● **Dataset records**
'''
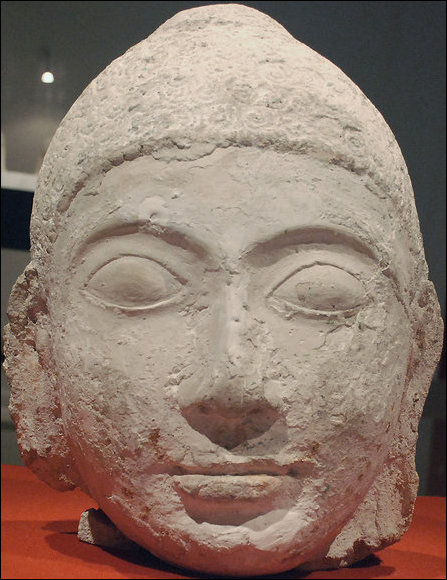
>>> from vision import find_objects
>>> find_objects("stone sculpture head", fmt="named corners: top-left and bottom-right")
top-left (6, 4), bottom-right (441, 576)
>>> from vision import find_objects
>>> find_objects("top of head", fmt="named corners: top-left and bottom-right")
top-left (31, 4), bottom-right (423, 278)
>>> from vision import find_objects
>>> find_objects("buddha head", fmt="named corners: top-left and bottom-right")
'''
'''
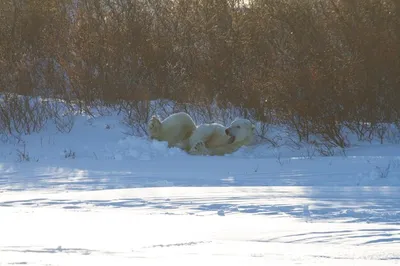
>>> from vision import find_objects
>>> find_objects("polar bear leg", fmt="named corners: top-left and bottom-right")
'''
'''
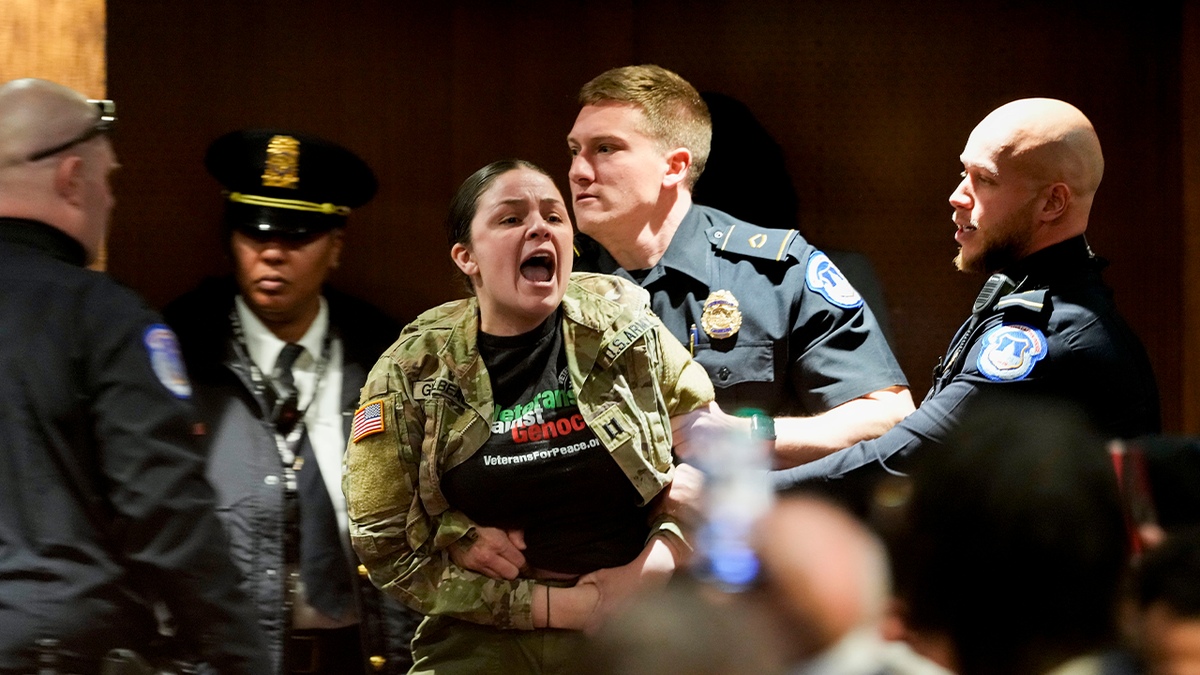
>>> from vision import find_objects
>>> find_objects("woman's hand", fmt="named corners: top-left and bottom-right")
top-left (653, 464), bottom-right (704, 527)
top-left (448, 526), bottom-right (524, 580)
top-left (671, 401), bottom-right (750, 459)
'''
● **The problem**
List each line of the entries in which the word "head" appears.

● **Response for this exercise**
>>> find_objects("stone sculpture head", fmt="named corners: top-left and bottom-right")
>>> find_objects("top of head", fmt="named corners: top-left and bottom-right")
>>> find_objects("buddha head", fmt="named corners: top-left and bottom-right")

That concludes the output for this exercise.